[Data listing]
------------
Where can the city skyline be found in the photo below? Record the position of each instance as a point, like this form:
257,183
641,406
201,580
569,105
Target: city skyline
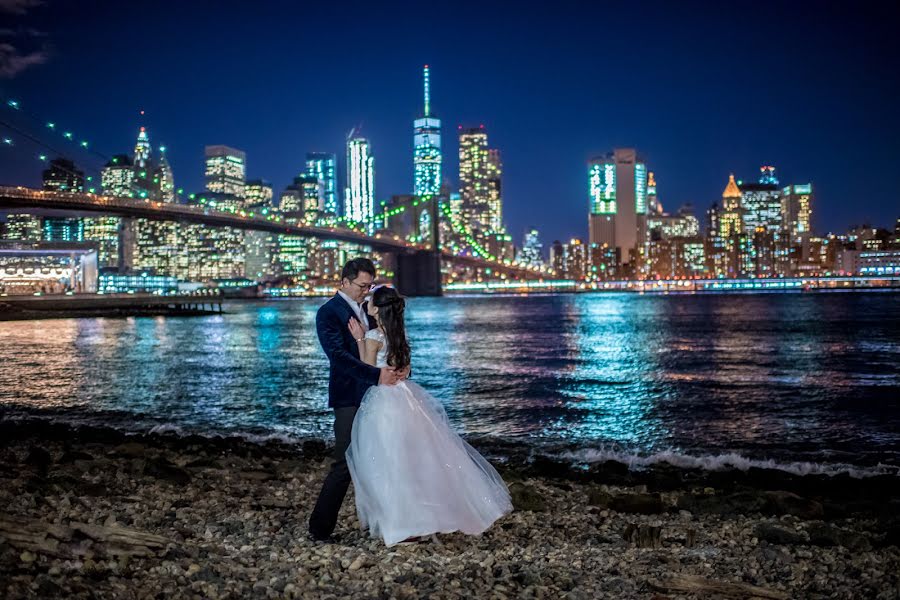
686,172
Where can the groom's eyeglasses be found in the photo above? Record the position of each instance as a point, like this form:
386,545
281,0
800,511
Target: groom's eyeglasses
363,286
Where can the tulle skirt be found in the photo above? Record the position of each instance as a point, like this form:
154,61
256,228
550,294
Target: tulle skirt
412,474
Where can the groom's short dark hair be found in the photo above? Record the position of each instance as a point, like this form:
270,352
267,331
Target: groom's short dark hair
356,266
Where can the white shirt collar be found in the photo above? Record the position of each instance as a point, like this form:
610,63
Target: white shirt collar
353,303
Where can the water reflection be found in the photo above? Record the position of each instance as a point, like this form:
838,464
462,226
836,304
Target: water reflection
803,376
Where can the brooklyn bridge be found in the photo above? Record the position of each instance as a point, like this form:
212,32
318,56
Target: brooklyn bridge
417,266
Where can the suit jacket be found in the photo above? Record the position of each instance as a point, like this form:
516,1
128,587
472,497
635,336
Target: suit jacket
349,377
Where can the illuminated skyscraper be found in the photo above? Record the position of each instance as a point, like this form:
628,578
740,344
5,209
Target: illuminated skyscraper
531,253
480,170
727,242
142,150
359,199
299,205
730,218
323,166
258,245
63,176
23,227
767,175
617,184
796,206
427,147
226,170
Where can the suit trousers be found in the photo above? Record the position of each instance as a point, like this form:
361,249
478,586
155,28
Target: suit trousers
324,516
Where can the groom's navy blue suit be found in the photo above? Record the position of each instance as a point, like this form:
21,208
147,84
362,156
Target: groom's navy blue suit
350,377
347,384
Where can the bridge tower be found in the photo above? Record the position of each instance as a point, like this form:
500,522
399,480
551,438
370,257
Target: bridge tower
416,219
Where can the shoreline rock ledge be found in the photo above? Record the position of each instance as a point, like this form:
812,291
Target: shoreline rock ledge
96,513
------------
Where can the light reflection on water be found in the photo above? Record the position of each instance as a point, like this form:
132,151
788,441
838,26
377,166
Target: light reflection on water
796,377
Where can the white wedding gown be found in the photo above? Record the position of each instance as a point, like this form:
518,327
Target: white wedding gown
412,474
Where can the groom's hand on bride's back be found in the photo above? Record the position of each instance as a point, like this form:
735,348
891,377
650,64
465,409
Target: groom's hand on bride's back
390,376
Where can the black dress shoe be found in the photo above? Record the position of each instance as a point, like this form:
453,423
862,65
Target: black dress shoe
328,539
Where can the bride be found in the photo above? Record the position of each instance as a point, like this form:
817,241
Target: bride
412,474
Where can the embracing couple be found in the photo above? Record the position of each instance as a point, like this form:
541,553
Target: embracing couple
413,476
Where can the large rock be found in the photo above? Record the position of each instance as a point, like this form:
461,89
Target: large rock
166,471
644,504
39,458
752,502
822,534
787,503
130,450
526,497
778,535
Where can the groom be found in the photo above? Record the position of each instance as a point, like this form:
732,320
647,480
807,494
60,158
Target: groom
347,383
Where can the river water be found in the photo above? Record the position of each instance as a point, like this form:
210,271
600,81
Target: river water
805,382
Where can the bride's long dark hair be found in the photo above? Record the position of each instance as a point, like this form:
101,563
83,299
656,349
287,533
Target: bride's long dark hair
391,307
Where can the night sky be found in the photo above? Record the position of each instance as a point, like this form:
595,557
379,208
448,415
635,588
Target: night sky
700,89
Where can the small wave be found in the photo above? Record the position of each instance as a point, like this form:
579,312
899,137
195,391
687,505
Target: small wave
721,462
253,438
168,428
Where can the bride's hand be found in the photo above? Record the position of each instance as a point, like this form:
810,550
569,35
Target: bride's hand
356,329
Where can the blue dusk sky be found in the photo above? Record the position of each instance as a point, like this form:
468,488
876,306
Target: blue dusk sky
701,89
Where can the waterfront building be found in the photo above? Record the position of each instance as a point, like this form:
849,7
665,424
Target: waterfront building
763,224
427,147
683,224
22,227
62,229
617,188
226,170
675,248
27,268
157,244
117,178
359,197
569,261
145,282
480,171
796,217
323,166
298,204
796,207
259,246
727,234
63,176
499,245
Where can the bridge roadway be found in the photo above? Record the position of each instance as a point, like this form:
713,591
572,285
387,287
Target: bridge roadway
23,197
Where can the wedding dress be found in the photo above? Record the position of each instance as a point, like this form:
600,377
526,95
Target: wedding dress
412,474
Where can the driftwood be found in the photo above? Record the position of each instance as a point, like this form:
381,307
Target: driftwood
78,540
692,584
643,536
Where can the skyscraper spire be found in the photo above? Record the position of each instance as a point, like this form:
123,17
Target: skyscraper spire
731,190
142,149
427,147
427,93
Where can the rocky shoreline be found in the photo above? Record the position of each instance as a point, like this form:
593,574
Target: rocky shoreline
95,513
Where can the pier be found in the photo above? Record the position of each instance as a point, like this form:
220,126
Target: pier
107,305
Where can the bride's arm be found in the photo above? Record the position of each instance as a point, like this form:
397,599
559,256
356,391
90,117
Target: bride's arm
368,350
------------
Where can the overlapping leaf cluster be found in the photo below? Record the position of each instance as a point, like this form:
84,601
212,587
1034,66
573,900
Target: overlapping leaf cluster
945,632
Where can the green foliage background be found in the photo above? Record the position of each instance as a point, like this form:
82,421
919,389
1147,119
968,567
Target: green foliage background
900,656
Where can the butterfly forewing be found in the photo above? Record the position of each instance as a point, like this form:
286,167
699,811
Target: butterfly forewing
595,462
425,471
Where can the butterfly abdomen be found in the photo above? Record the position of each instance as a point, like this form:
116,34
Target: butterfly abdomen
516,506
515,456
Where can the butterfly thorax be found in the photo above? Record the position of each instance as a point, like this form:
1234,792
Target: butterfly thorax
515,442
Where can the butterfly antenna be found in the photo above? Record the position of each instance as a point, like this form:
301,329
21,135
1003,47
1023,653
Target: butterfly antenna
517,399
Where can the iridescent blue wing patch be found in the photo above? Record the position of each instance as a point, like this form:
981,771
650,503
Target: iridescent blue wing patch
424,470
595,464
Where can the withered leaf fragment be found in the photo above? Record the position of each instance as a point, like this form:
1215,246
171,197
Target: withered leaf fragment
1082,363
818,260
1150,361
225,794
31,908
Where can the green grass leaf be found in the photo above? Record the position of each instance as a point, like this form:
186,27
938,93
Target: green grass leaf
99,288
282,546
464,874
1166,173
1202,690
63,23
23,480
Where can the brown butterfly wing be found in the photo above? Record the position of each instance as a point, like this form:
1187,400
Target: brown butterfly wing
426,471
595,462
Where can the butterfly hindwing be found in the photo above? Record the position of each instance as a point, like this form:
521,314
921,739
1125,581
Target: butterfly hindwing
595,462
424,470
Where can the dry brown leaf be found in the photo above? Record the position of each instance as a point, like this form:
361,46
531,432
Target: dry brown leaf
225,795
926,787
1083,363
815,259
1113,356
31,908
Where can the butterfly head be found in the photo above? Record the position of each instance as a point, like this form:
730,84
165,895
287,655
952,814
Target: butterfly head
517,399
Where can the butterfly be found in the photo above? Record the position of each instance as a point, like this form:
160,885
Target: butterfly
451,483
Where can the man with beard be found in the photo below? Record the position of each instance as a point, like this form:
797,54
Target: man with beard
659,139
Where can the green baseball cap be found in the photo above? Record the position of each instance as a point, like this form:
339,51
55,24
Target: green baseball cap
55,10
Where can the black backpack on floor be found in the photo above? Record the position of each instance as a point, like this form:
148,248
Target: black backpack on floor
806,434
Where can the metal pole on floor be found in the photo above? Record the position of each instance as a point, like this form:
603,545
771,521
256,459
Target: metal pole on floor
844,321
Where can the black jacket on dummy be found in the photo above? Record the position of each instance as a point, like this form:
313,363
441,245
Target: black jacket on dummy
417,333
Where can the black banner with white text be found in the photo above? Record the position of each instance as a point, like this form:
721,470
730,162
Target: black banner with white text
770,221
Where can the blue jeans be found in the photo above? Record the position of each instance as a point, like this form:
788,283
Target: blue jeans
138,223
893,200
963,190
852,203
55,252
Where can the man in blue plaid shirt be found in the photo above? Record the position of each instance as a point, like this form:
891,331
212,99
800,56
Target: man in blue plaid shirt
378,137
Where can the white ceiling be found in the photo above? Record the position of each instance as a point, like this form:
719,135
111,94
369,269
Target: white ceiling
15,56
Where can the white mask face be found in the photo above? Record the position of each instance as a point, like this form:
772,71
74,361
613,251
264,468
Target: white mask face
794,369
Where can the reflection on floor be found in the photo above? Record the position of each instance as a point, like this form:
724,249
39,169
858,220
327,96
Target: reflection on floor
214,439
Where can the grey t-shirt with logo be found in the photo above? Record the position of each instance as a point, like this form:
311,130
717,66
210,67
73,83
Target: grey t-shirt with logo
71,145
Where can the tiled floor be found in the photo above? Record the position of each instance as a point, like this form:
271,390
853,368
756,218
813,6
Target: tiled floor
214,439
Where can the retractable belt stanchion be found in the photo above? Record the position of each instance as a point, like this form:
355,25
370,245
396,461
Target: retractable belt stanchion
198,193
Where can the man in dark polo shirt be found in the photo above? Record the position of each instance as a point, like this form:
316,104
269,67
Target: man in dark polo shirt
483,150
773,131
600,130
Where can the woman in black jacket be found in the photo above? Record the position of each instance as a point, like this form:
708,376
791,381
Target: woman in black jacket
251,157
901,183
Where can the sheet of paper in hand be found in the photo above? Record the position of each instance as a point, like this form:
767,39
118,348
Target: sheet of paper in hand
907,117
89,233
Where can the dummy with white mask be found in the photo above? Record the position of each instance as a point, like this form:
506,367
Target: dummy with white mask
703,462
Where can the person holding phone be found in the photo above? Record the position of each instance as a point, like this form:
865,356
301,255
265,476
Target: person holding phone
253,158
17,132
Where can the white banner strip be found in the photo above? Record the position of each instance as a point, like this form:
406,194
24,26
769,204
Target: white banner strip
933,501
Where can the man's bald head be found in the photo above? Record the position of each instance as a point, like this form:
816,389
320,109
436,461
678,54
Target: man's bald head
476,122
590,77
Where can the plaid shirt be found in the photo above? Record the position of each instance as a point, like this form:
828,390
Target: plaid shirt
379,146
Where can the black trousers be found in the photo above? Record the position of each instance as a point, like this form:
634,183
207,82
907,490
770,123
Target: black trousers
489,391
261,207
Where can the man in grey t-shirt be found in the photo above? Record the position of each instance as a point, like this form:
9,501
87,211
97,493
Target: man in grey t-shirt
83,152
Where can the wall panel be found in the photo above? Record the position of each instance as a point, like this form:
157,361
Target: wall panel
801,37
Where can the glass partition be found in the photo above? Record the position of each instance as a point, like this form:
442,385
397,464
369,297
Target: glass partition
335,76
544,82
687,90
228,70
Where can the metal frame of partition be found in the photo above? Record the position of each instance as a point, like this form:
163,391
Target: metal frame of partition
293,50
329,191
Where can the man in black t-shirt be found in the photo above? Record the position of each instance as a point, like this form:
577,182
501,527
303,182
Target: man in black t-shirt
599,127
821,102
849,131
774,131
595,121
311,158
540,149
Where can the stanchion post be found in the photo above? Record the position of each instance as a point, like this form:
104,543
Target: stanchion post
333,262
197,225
------------
■ What you will do ■
Determine how many lines of the records contain the string "belt", treating uppercase and lowercase as distinct. Give only the number.

■ Right answer ■
2